═════ Items
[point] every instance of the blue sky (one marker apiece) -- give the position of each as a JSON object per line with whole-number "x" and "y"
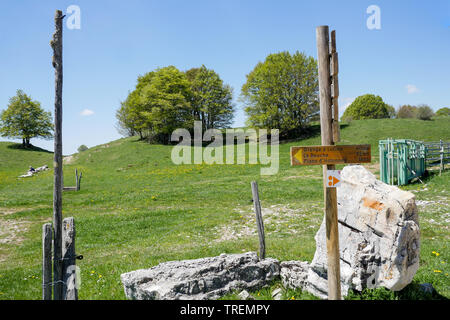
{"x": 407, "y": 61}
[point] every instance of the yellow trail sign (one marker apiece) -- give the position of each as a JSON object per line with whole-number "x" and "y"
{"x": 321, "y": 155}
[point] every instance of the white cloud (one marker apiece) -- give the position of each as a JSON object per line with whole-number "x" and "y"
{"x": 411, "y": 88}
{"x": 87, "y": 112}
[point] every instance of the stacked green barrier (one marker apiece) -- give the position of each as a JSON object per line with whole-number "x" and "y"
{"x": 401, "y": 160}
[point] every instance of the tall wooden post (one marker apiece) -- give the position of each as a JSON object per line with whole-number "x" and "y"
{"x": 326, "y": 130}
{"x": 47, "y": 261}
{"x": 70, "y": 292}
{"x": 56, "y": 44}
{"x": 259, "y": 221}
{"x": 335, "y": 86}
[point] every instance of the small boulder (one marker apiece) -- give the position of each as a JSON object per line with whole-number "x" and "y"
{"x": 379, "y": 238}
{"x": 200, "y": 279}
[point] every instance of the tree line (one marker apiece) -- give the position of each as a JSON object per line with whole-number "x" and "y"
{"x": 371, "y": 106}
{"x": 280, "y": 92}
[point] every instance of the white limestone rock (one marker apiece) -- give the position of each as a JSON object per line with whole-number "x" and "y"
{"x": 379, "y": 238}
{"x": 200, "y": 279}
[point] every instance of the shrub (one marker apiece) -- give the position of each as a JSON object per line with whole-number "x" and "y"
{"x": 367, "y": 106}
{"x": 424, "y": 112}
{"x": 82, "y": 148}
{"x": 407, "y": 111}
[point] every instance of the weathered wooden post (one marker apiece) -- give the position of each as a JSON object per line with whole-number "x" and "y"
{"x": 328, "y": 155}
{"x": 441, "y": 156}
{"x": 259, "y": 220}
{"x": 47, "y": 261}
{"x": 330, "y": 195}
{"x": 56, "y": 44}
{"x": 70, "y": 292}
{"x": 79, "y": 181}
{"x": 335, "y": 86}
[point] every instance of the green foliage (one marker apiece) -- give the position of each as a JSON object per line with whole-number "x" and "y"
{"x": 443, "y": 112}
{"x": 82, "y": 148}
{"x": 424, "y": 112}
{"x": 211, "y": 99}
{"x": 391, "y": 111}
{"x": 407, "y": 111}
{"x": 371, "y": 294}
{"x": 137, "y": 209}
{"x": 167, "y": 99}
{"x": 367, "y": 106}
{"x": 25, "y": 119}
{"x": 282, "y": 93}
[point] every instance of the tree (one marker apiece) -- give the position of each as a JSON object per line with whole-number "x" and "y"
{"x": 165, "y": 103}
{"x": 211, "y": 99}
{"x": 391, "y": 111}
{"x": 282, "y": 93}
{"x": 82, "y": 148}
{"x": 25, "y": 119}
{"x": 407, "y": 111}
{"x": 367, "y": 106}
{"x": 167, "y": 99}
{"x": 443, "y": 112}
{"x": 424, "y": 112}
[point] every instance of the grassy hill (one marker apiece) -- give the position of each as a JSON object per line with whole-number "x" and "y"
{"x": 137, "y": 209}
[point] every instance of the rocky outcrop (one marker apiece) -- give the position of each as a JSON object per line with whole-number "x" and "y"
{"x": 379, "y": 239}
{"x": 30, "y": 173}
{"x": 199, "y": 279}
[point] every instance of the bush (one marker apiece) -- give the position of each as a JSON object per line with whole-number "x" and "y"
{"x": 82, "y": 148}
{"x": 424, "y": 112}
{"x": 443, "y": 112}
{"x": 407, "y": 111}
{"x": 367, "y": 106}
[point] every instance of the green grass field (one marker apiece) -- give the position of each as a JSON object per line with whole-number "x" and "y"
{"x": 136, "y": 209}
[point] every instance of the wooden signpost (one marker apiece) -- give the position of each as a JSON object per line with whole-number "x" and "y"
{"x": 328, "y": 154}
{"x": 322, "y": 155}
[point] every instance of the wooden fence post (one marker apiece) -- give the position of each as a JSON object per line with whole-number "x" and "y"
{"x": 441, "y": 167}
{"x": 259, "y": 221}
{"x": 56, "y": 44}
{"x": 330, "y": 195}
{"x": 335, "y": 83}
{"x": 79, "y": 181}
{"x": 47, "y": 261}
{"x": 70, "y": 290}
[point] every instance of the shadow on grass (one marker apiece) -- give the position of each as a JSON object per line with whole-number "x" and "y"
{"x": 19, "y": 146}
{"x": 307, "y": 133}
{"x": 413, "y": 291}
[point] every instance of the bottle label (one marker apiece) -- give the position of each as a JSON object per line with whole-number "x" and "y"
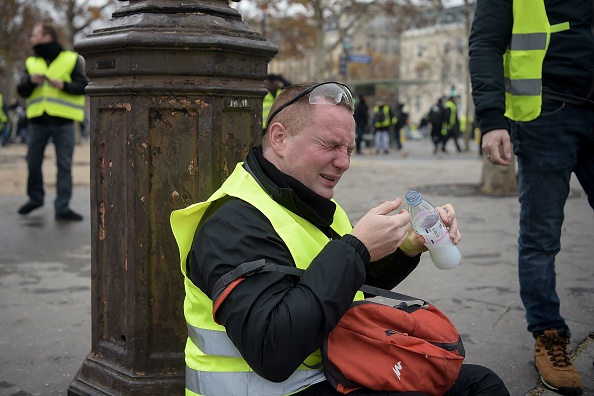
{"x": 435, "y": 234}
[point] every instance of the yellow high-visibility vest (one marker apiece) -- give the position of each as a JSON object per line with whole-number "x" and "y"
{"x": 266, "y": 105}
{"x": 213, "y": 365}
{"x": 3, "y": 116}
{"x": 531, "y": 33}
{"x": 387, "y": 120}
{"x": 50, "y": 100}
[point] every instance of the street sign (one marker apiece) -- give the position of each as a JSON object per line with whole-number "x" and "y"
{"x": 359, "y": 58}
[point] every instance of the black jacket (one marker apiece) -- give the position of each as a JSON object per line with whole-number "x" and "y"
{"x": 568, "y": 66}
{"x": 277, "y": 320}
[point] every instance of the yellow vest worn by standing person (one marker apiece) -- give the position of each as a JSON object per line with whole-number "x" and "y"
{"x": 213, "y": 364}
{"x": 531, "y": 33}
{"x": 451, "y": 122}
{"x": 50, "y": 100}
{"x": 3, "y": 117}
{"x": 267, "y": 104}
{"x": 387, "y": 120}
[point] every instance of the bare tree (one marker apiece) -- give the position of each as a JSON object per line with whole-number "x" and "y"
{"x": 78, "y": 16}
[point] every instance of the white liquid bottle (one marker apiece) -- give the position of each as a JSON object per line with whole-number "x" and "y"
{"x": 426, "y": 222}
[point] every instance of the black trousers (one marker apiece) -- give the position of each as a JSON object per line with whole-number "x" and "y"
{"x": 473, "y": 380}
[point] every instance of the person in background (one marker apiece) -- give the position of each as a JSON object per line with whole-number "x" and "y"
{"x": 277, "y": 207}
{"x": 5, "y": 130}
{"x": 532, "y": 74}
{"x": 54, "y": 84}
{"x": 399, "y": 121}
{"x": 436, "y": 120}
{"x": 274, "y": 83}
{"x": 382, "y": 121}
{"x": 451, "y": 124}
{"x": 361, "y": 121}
══════════
═════ Items
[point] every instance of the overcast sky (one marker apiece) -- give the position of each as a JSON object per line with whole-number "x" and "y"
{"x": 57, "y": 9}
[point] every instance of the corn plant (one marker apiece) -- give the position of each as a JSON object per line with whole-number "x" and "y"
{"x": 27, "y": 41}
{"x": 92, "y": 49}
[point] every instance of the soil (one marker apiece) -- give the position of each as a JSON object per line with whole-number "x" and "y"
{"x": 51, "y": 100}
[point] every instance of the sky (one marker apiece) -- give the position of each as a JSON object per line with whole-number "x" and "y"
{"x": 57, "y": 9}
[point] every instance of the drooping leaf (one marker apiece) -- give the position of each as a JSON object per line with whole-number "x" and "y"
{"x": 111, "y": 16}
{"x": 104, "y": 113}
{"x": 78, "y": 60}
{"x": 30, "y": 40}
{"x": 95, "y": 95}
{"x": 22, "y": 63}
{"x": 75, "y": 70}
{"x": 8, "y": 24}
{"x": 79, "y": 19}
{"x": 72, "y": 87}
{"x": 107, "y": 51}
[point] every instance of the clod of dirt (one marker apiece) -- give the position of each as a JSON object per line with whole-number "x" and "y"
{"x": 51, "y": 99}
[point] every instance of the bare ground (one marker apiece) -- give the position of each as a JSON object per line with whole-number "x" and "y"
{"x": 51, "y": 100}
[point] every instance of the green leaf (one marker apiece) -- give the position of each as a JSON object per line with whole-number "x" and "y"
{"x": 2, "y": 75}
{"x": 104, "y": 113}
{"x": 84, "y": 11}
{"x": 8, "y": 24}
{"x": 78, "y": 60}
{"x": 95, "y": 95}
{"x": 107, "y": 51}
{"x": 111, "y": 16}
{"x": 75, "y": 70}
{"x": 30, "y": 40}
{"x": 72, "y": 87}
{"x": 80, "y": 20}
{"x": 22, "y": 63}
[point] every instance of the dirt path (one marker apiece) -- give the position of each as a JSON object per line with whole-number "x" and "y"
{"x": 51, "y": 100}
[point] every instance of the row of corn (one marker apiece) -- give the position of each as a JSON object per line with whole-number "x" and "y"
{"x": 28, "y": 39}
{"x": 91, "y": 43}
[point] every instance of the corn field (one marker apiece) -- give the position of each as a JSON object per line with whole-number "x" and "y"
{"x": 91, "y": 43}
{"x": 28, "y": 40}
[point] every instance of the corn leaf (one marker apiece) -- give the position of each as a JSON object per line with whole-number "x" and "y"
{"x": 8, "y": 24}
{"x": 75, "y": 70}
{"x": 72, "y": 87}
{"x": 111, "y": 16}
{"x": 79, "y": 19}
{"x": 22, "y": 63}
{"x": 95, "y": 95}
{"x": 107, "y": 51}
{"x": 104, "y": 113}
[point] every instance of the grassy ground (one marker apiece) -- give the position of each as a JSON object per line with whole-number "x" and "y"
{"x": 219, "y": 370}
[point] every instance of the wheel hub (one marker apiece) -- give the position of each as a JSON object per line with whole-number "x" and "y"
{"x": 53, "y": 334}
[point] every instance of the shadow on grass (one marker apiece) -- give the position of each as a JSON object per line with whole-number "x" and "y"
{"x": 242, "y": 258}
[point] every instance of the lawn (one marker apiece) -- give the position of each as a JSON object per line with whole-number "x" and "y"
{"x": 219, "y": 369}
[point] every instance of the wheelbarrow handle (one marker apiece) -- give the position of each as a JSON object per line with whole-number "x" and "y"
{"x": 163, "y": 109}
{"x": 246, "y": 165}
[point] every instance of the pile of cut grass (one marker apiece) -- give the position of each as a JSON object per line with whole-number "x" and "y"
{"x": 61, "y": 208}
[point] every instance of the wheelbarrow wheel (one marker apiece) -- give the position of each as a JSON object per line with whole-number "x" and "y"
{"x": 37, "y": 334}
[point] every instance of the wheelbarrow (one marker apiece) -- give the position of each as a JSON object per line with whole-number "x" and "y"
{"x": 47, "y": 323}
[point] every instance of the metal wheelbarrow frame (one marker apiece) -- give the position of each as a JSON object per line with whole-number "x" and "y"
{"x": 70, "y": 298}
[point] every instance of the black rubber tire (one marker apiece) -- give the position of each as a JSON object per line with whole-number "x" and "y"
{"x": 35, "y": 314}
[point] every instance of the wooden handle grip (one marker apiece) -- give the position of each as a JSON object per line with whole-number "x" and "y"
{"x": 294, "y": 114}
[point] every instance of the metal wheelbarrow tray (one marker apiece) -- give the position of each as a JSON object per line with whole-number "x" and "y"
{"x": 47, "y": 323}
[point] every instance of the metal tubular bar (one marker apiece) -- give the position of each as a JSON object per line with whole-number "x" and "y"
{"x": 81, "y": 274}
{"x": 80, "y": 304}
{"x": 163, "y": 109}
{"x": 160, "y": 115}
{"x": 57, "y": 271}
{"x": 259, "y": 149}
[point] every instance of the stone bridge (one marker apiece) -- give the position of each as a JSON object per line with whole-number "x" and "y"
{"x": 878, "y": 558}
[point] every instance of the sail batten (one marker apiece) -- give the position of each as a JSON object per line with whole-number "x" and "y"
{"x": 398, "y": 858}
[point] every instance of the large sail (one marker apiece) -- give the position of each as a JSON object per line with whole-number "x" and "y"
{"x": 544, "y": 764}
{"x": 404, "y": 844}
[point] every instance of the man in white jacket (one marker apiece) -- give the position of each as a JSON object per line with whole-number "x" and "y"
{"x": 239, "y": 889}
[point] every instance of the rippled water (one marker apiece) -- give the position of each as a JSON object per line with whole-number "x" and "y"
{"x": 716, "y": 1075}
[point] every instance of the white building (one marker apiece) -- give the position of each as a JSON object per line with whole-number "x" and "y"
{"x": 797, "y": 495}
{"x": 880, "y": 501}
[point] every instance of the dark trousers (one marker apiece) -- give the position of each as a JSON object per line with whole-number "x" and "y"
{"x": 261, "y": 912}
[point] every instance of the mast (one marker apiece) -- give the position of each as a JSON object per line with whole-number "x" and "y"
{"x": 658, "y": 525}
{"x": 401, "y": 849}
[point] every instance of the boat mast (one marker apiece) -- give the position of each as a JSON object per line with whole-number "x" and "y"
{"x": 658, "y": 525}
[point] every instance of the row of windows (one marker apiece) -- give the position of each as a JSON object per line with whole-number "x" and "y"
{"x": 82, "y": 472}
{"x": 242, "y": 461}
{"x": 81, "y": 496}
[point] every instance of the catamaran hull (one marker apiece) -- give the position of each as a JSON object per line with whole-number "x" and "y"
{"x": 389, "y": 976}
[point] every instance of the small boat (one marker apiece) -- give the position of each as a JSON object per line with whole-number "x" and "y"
══════════
Problem to work on: Collect every line in the rows above that contains the word "vest", matching case exactly.

Full answer:
[point] every instance of the yellow high-visibility vest (one marker apiece) -- give the position of each as a JSON object per line with whole-number "x" and "y"
[point] every instance of the yellow vest worn by standing person (one marker apiece) -- give the position of each as a JSON object per line with whole-number "x" and "y"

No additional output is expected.